Document extract -
** start **
What follows is from pp.19ff. of Bound to be Free.

2. The Church as Public: Doctrine, Practice, and the Holy Spirit

I. The Eclipse of the Church in Modernity.

The dynamics of advance modernity seem to be forcing the church in America (especially Protestantism) in two directions: either toward an ever intensified understanding of faith as an essentially private gnosis or experience made “relevant” through various subject-related activities or toward more and more objectified forms of faith – as especially in fundamentalist biblicism or traditionalist ecclesiasticism. Common to both of these Christian reactions to modernity’s forces of dissolution is that the church as a genuine “public” is eclipsed.

Yet we might very well ask why this should be deemed an important issue at all. What is lost if the church is just an association of religiously interested individuals? Under the conditions of modernity, can the church be anything other than a private association – and even if so, can it be a “public” in any full sense?

[…]

II. The Protestant Church – an Oxymoron?

[…]

The thesis I am going to argue in this chapter is that it is essential for the church to be a “public.” When the church is not characterized by those aspects that constitute it as a public in its own right, the church is a church in crisis. It is not God’s crisis; rather, it is a crisis self-inflicted by the church’s accommodation to modernity’s norm for the organization of a public that is shaped by the liberal nation-state and the free market.

[…]

As a political project, modernity is constituted by a particular way of organizing the “private” and the “public” that entails the dichotomizing –and thereby the effective taming– of religion. On the one hand is a “civil religion” destined to justify and stabilize the project of a liberal society. On the other hand are those idiosyncratic opinions that particular individuals and traditions might hold on their own. The latter are strictly relegated to the realm of privacy. The freedom of religion becomes, for individuals, the right of privacy in religious opinions and, for the church, the “right” to exist in denominations — which is synonymous with the crisis of the church as public. This politico-religious context, in which the church as public has to a high degree been eroded or even lost, makes it imperative that the church explicitly claim its public character as a nota ecclesiae, an essential mark of the church.

The central contention of my argument here will be that the church has to break out of the iron cage of privatism set up by modernity’s specific way of defining “private” and “public” in order fully to be the church. The church is either fully church and thereby a public in its own right or a bundle of denominations. So the key question concerns what a public is and how a public is constituted. I will argue that any public is constituted by binding teachings and practices.

[…]

III. Objectivism versus Subjectivism: The Peterson-Harnack Impasse

The correspondence between Peterson and Harnack reflects in a paradigmatic way two reactions to Christianity’s existence under the conditions of an increasingly secularized modernity. On the one hand, Harnack gives in to secularity and espouses an essentially individualistic and relativistic perspective:

What will become of the Evangelical Church, I do not know; but, as you correctly state, I can only welcome the development which leads more and more to independence and purely intentional community in the sense –I do not shrink from this– of Quakerism and Congregationalism….We will indeed find a way and forms free of ecclesiastical absolutism (absolutism only has a place in a lively spirit) — of course in the meantime we are still severely dependent on the remains of Catholic tradition among us, as it were, on the aroma of an empty bottle, and I am also not of the opinion that we should intentionally hasten the process, which will proceed slowly but surely, of its own accord.
** end **
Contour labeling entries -
** start **
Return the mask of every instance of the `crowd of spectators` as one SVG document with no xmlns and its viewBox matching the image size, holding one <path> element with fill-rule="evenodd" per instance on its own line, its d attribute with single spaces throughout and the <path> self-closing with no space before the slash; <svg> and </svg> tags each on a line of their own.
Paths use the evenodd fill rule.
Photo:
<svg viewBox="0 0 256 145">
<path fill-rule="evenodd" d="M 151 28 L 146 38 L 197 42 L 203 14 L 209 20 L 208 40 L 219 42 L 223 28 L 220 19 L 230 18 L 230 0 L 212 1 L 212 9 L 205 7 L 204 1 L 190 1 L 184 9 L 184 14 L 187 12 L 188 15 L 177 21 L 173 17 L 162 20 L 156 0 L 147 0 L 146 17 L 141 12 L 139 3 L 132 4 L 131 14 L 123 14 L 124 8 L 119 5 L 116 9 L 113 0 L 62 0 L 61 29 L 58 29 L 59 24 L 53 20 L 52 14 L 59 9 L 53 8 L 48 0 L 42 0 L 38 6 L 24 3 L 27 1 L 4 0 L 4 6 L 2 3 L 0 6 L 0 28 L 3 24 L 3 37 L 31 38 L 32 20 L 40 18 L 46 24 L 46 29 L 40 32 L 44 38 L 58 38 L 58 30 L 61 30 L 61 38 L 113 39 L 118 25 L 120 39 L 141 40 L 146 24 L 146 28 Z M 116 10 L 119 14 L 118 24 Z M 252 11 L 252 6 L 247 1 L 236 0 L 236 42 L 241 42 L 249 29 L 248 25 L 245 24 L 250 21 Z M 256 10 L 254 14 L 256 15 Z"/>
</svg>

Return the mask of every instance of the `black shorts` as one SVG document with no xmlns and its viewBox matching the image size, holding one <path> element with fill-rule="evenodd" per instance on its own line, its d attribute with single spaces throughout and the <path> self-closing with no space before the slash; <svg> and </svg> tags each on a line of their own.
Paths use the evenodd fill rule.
** end **
Task set -
1 > In the excerpt on the church as a public, what does the author say constitutes any public?
2 > Please list every section heading with a Roman numeral in the excerpt on the church as a public.

Solutions in order -
1 > Binding teachings and practices.

2 >
I. The Eclipse of the Church in Modernity.
II. The Protestant Church – an Oxymoron?
III. Objectivism versus Subjectivism: The Peterson-Harnack Impasse